Do this -
Beginning with the line that holds "black and white", set down each line of the data below through the very last, exactly as given, and nothing beyond that.

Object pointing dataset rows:
* BEGIN *
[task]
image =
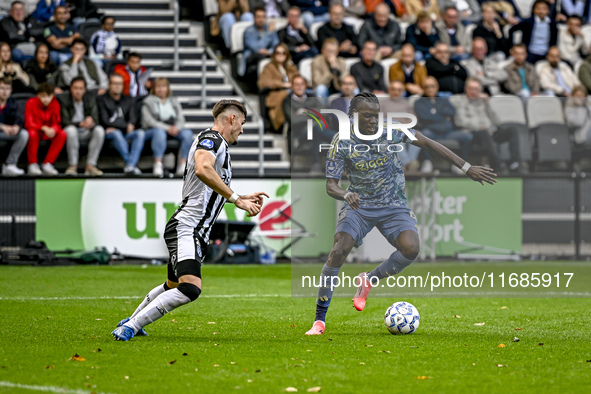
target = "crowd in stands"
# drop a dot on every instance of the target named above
(74, 91)
(465, 50)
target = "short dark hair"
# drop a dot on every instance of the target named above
(78, 79)
(222, 105)
(105, 17)
(45, 87)
(363, 97)
(133, 54)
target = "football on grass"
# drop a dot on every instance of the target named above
(402, 318)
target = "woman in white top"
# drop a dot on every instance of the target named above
(162, 118)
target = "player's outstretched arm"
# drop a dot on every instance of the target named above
(477, 173)
(205, 171)
(335, 191)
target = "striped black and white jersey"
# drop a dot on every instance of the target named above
(201, 205)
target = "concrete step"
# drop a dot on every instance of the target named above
(141, 14)
(160, 27)
(133, 5)
(150, 40)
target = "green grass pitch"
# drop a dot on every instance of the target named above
(230, 340)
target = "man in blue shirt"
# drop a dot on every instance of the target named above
(375, 198)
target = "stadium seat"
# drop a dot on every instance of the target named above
* END *
Completed task -
target = "striped black and white jersey"
# drop a dot on every instance of the target named above
(201, 205)
target = "concrete step"
# drop a dot on every instance of the target named above
(141, 14)
(160, 27)
(133, 5)
(150, 40)
target = "green grass pitch"
# drop a dot on every instance of the target named above
(230, 340)
target = "man in blue shirt"
# drop a dot on every instance of the target named above
(375, 198)
target = "stadium seat"
# drop a dot on every instance of the target named above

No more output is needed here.